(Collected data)
________
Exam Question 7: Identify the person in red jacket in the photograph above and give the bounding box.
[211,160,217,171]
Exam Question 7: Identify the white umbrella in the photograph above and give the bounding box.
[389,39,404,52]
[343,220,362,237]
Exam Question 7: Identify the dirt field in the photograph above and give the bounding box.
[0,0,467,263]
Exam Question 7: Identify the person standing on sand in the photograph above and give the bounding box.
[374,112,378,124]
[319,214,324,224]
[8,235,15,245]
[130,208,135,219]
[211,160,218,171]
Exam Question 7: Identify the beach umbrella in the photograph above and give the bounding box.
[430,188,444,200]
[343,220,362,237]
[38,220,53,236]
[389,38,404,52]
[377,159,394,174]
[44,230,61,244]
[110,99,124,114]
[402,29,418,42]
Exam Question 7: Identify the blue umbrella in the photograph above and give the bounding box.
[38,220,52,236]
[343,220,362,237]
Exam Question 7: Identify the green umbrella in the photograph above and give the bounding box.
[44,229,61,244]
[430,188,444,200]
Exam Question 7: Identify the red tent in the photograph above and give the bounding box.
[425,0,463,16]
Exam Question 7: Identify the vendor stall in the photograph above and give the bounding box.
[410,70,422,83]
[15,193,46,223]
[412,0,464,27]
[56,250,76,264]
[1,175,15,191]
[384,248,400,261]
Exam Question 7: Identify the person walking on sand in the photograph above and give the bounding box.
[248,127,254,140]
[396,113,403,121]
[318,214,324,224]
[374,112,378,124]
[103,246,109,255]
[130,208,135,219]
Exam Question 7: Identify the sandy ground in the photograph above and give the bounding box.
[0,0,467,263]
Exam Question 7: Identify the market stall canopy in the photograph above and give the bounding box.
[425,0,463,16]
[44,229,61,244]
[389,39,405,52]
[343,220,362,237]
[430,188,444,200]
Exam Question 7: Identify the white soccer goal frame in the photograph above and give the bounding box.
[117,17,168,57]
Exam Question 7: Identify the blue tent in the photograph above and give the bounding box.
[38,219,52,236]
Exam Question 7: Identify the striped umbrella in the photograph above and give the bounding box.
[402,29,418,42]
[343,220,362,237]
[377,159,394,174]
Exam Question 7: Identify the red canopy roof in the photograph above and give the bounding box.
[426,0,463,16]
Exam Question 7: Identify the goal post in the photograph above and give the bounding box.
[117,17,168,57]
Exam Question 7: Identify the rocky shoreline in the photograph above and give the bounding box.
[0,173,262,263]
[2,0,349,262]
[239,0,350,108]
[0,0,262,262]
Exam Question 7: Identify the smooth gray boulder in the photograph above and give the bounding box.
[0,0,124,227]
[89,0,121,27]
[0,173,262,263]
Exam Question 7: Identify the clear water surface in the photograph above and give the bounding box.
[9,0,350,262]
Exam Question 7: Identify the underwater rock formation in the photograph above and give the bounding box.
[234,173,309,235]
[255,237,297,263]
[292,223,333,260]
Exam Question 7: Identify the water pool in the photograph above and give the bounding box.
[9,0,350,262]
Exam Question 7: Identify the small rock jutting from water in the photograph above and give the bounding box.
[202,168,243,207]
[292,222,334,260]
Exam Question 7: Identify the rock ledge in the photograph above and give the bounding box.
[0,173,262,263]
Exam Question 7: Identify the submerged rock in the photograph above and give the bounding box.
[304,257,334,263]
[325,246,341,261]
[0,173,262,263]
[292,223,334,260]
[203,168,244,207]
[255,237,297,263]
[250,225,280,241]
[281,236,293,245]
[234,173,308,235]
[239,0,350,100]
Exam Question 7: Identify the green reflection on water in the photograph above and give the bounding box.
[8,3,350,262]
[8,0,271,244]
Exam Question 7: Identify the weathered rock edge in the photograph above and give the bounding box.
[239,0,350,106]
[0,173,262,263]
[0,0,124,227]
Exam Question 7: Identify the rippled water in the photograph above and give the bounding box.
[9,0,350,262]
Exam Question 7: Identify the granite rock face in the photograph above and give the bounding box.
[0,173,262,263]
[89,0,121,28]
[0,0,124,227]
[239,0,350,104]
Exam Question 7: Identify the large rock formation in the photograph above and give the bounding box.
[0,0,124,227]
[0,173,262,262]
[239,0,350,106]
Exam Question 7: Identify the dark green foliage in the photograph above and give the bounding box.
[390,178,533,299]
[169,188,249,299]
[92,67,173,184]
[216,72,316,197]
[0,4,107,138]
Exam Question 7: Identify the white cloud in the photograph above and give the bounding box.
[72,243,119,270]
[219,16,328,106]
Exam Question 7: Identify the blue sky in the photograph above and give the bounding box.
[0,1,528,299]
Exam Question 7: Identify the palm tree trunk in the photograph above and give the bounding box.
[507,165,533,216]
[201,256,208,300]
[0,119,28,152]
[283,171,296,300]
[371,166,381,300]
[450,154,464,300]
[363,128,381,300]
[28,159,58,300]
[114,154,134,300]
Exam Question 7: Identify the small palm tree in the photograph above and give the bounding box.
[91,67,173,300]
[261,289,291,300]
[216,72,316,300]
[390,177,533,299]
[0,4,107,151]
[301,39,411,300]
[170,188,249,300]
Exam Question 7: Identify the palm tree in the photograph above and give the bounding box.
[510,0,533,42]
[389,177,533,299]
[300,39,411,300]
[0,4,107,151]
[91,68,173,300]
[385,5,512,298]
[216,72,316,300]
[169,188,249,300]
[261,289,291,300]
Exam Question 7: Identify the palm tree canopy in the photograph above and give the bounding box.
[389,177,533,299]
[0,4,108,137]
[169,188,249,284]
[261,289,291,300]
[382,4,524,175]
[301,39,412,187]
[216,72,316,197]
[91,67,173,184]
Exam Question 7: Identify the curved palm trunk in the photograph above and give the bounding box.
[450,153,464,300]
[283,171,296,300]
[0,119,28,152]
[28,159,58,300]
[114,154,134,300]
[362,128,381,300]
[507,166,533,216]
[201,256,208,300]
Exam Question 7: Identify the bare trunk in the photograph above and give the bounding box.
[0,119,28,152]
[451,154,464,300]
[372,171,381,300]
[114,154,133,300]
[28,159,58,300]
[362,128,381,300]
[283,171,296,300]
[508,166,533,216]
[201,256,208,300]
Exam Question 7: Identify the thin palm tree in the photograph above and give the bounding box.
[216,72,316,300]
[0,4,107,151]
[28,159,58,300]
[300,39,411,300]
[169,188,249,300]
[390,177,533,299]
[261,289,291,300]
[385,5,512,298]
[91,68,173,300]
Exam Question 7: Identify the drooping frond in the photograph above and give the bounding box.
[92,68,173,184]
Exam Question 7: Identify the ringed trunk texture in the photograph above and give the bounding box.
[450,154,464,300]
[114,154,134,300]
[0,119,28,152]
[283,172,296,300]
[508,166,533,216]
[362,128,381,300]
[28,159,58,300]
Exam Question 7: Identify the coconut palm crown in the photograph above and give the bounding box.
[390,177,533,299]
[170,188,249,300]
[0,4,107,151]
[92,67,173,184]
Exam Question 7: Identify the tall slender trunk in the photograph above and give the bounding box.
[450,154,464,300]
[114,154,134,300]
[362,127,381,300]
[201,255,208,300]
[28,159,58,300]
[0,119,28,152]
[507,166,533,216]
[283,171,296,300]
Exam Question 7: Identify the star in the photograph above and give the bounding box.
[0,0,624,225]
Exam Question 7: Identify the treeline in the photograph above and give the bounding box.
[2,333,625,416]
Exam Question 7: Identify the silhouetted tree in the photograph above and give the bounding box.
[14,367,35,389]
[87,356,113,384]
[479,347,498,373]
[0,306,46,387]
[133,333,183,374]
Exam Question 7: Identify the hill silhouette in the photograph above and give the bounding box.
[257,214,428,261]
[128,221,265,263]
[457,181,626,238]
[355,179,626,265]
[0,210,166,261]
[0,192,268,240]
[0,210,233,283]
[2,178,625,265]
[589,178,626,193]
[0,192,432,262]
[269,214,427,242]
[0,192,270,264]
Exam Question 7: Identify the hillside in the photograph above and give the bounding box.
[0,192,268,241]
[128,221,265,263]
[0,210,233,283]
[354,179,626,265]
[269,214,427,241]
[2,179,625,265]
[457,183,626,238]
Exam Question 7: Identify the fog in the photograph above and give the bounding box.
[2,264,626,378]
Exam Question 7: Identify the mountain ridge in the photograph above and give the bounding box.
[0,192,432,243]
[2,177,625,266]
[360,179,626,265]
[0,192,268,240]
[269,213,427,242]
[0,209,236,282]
________
> Activity: Find the line that contains "Exam Question 7: Identify the mountain". Restate it and all lines after it exactly, ending with the final line of the data.

> Your solution:
Exam Question 7: Identify the mountain ridge in the photograph above and give the bounding box.
[0,192,432,243]
[2,177,625,266]
[360,179,626,265]
[0,192,268,240]
[269,213,427,242]
[0,209,236,282]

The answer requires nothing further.